(Coordinate annotation entries)

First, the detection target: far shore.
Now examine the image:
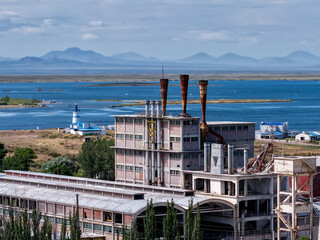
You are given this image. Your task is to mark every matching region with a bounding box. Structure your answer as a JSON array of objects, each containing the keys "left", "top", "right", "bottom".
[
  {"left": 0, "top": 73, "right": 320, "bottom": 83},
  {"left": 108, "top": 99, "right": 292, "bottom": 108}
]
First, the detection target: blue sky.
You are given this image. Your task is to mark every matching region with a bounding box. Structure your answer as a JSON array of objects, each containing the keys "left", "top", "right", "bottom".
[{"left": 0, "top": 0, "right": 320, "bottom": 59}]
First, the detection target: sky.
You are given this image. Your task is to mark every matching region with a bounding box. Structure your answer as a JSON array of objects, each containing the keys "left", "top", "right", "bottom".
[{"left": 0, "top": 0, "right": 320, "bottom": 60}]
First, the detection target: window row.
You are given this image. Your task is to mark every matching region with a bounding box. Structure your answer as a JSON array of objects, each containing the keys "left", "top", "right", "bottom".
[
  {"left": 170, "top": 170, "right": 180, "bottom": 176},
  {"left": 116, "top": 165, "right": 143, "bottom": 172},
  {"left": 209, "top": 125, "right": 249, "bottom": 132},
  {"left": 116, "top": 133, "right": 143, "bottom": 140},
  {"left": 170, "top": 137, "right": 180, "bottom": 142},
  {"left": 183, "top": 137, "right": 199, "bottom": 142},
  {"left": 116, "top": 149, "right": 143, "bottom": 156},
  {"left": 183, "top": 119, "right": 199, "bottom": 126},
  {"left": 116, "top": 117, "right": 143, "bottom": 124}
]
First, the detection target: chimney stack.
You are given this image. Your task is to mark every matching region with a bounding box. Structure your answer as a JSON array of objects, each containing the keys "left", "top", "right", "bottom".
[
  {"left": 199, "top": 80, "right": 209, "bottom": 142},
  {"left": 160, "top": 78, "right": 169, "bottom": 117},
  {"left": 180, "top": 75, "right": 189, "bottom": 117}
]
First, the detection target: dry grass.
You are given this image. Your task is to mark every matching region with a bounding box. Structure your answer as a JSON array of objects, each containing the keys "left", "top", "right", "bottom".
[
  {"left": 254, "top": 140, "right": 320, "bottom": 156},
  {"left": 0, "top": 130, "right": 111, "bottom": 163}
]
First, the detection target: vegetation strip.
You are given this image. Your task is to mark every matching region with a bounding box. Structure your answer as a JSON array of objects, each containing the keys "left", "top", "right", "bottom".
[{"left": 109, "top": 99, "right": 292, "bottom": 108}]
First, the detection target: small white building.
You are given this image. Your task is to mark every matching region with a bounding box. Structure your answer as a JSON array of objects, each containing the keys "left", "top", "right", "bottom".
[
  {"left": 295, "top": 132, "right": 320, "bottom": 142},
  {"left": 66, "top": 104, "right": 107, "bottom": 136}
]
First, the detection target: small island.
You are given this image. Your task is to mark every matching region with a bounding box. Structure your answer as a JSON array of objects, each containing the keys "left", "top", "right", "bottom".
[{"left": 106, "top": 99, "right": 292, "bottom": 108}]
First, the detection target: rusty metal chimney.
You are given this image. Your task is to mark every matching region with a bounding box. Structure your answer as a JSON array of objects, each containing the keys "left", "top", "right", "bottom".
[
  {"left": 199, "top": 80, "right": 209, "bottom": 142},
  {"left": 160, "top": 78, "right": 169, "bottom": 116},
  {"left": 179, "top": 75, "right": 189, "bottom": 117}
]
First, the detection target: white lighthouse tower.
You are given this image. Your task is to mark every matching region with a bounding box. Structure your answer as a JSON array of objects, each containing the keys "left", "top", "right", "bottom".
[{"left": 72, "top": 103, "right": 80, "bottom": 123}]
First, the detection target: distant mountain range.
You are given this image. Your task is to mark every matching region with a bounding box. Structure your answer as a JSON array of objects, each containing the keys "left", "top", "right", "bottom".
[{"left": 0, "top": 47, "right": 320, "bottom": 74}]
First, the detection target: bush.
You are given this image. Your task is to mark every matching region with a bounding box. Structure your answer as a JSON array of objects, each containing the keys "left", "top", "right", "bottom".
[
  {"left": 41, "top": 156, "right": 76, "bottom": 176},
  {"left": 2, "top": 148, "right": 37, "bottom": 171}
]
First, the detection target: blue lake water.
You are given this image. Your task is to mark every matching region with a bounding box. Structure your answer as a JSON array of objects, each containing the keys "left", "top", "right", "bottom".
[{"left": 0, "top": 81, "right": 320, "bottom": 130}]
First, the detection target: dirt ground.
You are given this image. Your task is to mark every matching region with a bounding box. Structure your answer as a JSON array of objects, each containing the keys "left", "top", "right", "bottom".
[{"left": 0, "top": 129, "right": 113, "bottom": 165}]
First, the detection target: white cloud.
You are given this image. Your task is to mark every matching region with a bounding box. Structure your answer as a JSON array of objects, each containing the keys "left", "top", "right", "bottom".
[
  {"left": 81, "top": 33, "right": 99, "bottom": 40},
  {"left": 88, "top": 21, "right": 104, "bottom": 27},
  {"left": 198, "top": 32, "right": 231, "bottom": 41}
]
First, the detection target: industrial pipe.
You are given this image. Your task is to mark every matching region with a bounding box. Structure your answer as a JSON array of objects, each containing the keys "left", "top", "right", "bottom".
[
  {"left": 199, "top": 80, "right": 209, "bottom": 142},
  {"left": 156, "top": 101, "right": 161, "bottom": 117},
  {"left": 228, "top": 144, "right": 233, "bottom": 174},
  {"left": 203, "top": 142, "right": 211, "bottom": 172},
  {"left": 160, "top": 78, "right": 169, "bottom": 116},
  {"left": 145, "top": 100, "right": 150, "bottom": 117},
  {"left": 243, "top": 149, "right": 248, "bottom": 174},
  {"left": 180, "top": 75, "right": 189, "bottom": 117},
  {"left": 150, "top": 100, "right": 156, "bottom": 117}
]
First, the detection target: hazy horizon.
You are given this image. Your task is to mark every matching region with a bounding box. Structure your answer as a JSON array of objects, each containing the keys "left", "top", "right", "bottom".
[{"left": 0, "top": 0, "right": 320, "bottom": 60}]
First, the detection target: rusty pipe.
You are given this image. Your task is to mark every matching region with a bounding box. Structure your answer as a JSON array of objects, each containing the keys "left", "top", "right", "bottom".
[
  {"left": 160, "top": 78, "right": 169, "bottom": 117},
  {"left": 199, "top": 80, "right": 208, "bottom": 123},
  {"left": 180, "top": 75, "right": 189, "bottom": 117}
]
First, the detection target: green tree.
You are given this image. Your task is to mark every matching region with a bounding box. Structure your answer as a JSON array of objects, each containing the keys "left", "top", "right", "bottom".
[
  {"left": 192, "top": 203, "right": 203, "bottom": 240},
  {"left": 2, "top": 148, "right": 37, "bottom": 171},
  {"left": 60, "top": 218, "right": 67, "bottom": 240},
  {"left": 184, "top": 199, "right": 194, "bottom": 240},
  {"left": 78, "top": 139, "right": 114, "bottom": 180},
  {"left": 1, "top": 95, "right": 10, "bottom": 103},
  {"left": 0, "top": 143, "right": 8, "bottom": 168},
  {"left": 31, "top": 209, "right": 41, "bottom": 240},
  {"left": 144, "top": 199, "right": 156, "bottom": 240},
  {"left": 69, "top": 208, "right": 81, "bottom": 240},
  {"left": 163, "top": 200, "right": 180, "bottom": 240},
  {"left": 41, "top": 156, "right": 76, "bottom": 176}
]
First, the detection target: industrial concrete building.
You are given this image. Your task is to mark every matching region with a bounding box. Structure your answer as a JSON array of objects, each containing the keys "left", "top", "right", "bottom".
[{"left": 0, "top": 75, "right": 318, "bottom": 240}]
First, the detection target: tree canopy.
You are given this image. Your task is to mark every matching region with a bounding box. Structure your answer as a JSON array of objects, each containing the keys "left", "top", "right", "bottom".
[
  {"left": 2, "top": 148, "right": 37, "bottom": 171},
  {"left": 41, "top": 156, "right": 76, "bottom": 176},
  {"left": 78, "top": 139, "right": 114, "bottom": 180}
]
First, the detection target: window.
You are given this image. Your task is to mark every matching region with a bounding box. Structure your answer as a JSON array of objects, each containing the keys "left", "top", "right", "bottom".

### Objective
Rewrite the part of the material that opens with the line containing "First, the detection target: green tree." and runs through the end of the material, swapping "detection target" for "object to locate" everywhere and leaving everything else unchanged.

### Solved problem
First, the object to locate: green tree.
You are given this image. Your task is to mark every matching region with a bounding box. Structure your answer as a JSON array of objects, each containing the keys "left", "top", "right", "bottom".
[
  {"left": 192, "top": 203, "right": 203, "bottom": 240},
  {"left": 2, "top": 148, "right": 37, "bottom": 171},
  {"left": 60, "top": 218, "right": 67, "bottom": 240},
  {"left": 184, "top": 199, "right": 194, "bottom": 240},
  {"left": 78, "top": 139, "right": 114, "bottom": 180},
  {"left": 1, "top": 95, "right": 10, "bottom": 103},
  {"left": 0, "top": 143, "right": 8, "bottom": 168},
  {"left": 31, "top": 209, "right": 41, "bottom": 240},
  {"left": 144, "top": 199, "right": 156, "bottom": 240},
  {"left": 69, "top": 208, "right": 81, "bottom": 240},
  {"left": 163, "top": 200, "right": 180, "bottom": 240},
  {"left": 41, "top": 156, "right": 76, "bottom": 176}
]
First, the object to locate: industrial concrete building.
You are given this image. Your task is to mark every matching region with a bounding box. Structure your answer as a JSON array of objects, each containing the keys "left", "top", "right", "bottom".
[{"left": 0, "top": 75, "right": 318, "bottom": 240}]
First, the object to locate: tree canopy.
You are given this image. Your task is to mark every matching region with a bounding box. Structure your answer as a JSON array of objects, each containing the keys "left", "top", "right", "bottom".
[
  {"left": 2, "top": 148, "right": 37, "bottom": 171},
  {"left": 41, "top": 156, "right": 76, "bottom": 176},
  {"left": 78, "top": 139, "right": 114, "bottom": 180}
]
First, the object to locate: window.
You are given this image. Your task is to mark every matching region with a bounding box. Structure your answer as a JSON array of objects, each containing the keys "left", "top", "right", "bottom".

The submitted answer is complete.